Extracted records

══════════

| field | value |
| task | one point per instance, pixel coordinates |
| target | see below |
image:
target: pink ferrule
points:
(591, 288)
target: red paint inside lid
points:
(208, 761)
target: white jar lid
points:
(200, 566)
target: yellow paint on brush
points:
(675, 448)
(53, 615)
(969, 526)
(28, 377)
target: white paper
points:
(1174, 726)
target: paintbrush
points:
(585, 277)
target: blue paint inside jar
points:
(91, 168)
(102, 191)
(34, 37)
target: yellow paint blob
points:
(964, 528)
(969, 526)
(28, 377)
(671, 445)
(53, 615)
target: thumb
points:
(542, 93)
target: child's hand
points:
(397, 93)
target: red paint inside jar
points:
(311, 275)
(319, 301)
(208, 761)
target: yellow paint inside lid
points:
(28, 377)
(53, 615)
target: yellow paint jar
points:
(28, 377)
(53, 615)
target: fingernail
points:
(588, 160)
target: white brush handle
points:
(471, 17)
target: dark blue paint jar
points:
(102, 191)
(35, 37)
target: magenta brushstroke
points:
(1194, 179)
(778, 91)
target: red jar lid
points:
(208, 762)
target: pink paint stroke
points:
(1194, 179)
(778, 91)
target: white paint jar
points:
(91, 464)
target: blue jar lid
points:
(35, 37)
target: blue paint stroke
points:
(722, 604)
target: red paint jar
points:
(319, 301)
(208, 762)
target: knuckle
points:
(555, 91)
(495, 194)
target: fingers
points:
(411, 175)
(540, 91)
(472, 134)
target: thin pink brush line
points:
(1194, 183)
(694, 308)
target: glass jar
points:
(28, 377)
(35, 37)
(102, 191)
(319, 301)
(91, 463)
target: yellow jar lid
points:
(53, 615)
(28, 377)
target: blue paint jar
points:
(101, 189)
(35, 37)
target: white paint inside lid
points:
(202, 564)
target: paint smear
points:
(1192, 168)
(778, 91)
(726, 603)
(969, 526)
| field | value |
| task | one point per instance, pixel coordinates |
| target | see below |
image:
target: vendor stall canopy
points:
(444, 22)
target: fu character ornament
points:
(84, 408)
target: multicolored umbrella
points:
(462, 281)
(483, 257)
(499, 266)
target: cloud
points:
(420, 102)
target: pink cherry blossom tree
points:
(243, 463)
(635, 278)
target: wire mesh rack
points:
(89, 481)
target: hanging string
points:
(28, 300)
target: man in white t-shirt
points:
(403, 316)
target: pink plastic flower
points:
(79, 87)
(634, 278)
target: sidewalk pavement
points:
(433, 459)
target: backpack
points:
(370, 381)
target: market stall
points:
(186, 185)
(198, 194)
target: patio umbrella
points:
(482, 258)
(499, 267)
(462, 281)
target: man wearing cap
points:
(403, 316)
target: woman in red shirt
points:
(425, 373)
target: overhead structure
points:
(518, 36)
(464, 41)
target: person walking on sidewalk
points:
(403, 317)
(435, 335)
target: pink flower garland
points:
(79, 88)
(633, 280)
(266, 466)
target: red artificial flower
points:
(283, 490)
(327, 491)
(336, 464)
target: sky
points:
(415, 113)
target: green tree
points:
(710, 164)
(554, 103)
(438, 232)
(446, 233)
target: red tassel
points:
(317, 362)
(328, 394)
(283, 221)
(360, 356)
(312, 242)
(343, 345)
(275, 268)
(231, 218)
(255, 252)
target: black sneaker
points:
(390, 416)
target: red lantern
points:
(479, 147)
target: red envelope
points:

══════════

TO BE DONE:
Extract the complete data, matching each line exactly.

EXERCISE RESULT:
| field | value |
| task | one point per instance, pixel coordinates |
| target | see below |
image:
target: pink ferrule
points:
(591, 288)
target: red paint inside lid
points:
(208, 761)
target: white jar lid
points:
(200, 566)
target: yellow paint on brush
points:
(675, 448)
(53, 615)
(969, 526)
(28, 377)
target: white paper
points:
(1174, 726)
target: paintbrush
points:
(585, 277)
target: blue paint inside jar
points:
(91, 168)
(102, 191)
(34, 37)
target: yellow paint blob
points:
(964, 528)
(969, 526)
(28, 377)
(671, 445)
(53, 615)
target: thumb
points:
(542, 93)
target: child's hand
points:
(397, 93)
target: red paint inside jar
points:
(311, 275)
(319, 301)
(208, 761)
target: yellow paint inside lid
points:
(28, 377)
(53, 615)
target: yellow paint jar
points:
(28, 377)
(53, 615)
target: fingernail
points:
(588, 160)
target: white brush handle
points:
(471, 17)
target: dark blue paint jar
points:
(102, 191)
(35, 37)
target: magenta brushstroke
points:
(1194, 179)
(778, 91)
target: red jar lid
points:
(208, 762)
target: pink paint stroke
points:
(1194, 179)
(778, 91)
target: white paint jar
points:
(91, 464)
target: blue jar lid
points:
(35, 37)
target: blue paint stroke
points:
(722, 604)
target: red paint jar
points:
(319, 301)
(208, 762)
target: knuckle
points:
(555, 91)
(495, 194)
target: fingers
points:
(411, 175)
(540, 91)
(472, 134)
target: thin pink brush line
points:
(1194, 183)
(694, 308)
target: glass jar
points:
(28, 377)
(35, 37)
(102, 191)
(319, 301)
(91, 463)
target: yellow jar lid
points:
(53, 615)
(28, 377)
target: blue paint jar
points:
(101, 189)
(35, 37)
target: white paint inside lid
points:
(202, 564)
target: paint smear
points:
(1192, 168)
(778, 91)
(726, 603)
(969, 526)
| field | value |
| task | one point per instance, pixel coordinates |
| target | see below |
image:
target: vendor stall canopy
points:
(444, 22)
target: fu character ornament
points:
(84, 408)
target: multicolored umbrella
points:
(462, 281)
(483, 257)
(499, 266)
target: cloud
points:
(420, 102)
target: pink cherry blossom tree
points:
(243, 463)
(635, 278)
target: wire mesh rack
points:
(89, 481)
target: hanging string
points:
(28, 300)
target: man in white t-shirt
points:
(403, 316)
target: pink plastic flower
points:
(79, 87)
(634, 278)
target: sidewalk pavement
points:
(433, 459)
target: backpack
points:
(370, 381)
target: market stall
points:
(186, 185)
(198, 194)
target: patio umbrella
points:
(482, 258)
(499, 267)
(462, 281)
target: man wearing cap
points:
(403, 316)
target: woman in red shirt
points:
(425, 373)
target: overhead structure
points:
(518, 36)
(464, 41)
target: person walking on sidewalk
points:
(403, 317)
(435, 335)
target: pink flower garland
points:
(79, 88)
(633, 280)
(266, 466)
target: red artificial flower
points:
(283, 490)
(327, 491)
(336, 464)
target: sky
points:
(415, 113)
target: green tree
points:
(710, 164)
(554, 103)
(438, 232)
(446, 233)
target: red tassel
points:
(317, 362)
(328, 394)
(283, 221)
(360, 356)
(312, 242)
(343, 345)
(275, 268)
(231, 218)
(255, 252)
target: black sneaker
points:
(390, 416)
target: red lantern
points:
(479, 147)
target: red envelope
points:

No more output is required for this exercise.